Exercise task
Reproduce the listing below verbatim, line for line.
--- Start of Provided material ---
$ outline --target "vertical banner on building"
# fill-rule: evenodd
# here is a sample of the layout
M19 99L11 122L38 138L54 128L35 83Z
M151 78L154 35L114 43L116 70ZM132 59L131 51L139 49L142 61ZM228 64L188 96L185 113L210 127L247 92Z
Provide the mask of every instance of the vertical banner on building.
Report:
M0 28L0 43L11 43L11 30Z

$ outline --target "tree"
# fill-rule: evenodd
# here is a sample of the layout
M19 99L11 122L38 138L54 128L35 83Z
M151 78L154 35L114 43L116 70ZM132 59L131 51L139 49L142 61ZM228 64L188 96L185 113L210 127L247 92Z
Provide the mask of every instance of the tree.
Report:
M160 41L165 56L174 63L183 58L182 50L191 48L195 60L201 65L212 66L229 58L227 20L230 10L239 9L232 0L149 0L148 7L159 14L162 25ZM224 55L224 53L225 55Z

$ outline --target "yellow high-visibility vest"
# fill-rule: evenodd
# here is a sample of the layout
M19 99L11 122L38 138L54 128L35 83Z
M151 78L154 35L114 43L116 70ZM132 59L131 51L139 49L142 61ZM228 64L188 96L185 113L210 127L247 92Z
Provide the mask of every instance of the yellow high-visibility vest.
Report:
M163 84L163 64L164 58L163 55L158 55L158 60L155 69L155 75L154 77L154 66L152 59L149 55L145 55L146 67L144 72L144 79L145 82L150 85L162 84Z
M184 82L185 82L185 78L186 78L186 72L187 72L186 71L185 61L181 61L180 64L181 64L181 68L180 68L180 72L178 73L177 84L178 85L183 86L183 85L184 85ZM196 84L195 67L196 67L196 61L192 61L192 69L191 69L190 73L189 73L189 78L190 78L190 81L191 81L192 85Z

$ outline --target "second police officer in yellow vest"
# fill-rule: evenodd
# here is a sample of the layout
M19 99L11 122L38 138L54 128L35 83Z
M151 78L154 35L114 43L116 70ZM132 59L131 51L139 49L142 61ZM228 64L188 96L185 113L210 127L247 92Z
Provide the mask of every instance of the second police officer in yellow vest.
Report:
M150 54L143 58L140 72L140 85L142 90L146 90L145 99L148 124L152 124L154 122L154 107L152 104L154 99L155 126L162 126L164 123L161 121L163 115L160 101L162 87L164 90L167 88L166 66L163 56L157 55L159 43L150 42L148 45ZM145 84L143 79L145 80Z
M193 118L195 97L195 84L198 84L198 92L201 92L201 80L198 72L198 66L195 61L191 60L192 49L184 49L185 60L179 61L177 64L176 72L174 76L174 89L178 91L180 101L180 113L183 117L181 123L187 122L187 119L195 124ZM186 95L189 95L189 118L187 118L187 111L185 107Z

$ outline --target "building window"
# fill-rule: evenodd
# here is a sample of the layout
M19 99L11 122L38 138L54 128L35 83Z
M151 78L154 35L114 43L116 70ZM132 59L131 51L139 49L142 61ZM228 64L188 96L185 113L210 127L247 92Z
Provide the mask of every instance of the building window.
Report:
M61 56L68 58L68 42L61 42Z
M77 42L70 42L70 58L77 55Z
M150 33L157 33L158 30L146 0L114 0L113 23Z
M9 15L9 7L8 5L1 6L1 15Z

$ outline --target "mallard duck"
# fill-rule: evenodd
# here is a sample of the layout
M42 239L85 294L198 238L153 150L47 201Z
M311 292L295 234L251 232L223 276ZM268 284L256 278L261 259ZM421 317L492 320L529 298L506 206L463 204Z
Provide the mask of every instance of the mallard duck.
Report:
--- End of Provided material ---
Answer
$ outline --target "vertical banner on building"
# fill-rule: evenodd
# here is a sample of the layout
M19 99L11 122L38 138L54 128L35 83Z
M151 78L154 35L114 43L116 70ZM132 59L131 51L139 49L142 61ZM228 64L188 96L185 113L210 127L247 92Z
Provide the mask of every instance of the vertical banner on building.
Report:
M0 28L0 43L11 43L11 30Z

$ outline --target "tree"
# fill-rule: evenodd
# here is a sample of the layout
M19 99L11 122L38 138L54 128L35 83Z
M151 78L154 35L114 43L116 70ZM132 59L131 51L139 49L142 61ZM228 64L188 96L185 113L210 127L247 92Z
Provide the mask of every instance of the tree.
Report:
M160 41L165 56L174 63L183 58L182 50L191 48L195 60L201 65L212 66L229 58L227 20L230 10L239 9L232 0L149 0L148 7L159 14L162 25ZM224 55L224 53L225 55Z

$ outline --target "yellow high-visibility vest"
# fill-rule: evenodd
# here is a sample of the layout
M19 99L11 122L38 138L54 128L35 83Z
M151 78L154 35L114 43L116 70ZM132 59L131 51L139 49L142 61ZM228 64L188 96L185 113L210 127L247 92Z
Provide the mask of every instance of the yellow high-visibility vest.
Report:
M163 84L163 64L164 58L163 55L158 55L158 60L155 69L155 75L154 77L154 66L152 59L149 55L145 55L146 67L144 72L144 79L145 82L150 85L162 84Z
M184 82L185 82L185 78L186 78L186 72L187 72L186 71L185 61L181 61L180 64L181 64L181 68L180 68L180 72L178 73L177 84L178 85L183 86L183 85L184 85ZM196 84L195 67L196 67L196 61L192 61L192 69L191 69L190 73L189 73L189 78L190 78L190 81L191 81L192 85Z

$ outline --target "second police officer in yellow vest"
# fill-rule: evenodd
# here is a sample of the layout
M19 99L11 122L38 138L54 128L35 83Z
M151 78L154 35L114 43L116 70ZM132 59L131 51L139 49L142 61ZM228 64L188 96L185 113L210 127L247 92Z
Provide the mask of every instance of the second police officer in yellow vest.
Report:
M150 54L143 58L140 72L140 85L142 90L146 90L145 99L148 124L152 124L154 122L154 107L152 104L154 99L155 126L162 126L164 123L161 121L163 115L160 101L162 87L164 90L167 88L166 66L163 56L157 55L159 43L150 42L148 45ZM145 84L143 79L145 80Z
M193 118L195 97L195 84L198 84L198 92L201 92L201 80L198 72L198 66L195 61L191 60L192 49L184 49L185 60L179 61L177 64L176 72L174 76L174 89L178 91L180 101L180 113L183 117L181 123L187 122L187 119L195 124ZM186 95L189 95L189 118L187 118L187 111L185 107Z

$ outline --target "building window"
# fill-rule: evenodd
# here is a sample of the layout
M19 99L11 122L38 138L54 128L35 83Z
M151 78L154 35L114 43L116 70ZM132 59L131 51L139 49L142 61ZM228 64L188 96L185 113L210 127L247 92Z
Provide the mask of every instance of the building window.
Report:
M61 56L68 58L68 42L61 42Z
M77 42L70 42L70 58L77 55Z
M150 33L157 33L158 30L146 0L114 0L113 23Z
M9 15L9 7L8 5L1 6L1 15Z

$ outline --target "mallard duck"
# fill-rule: evenodd
# here is a sample of the layout
M42 239L85 294L198 238L153 150L47 201Z
M311 292L295 234L251 232L223 276ZM268 284L256 278L261 259ZM421 317L492 320L529 298L506 206L463 204Z
Provide the mask of every instance of the mallard duck.
Report:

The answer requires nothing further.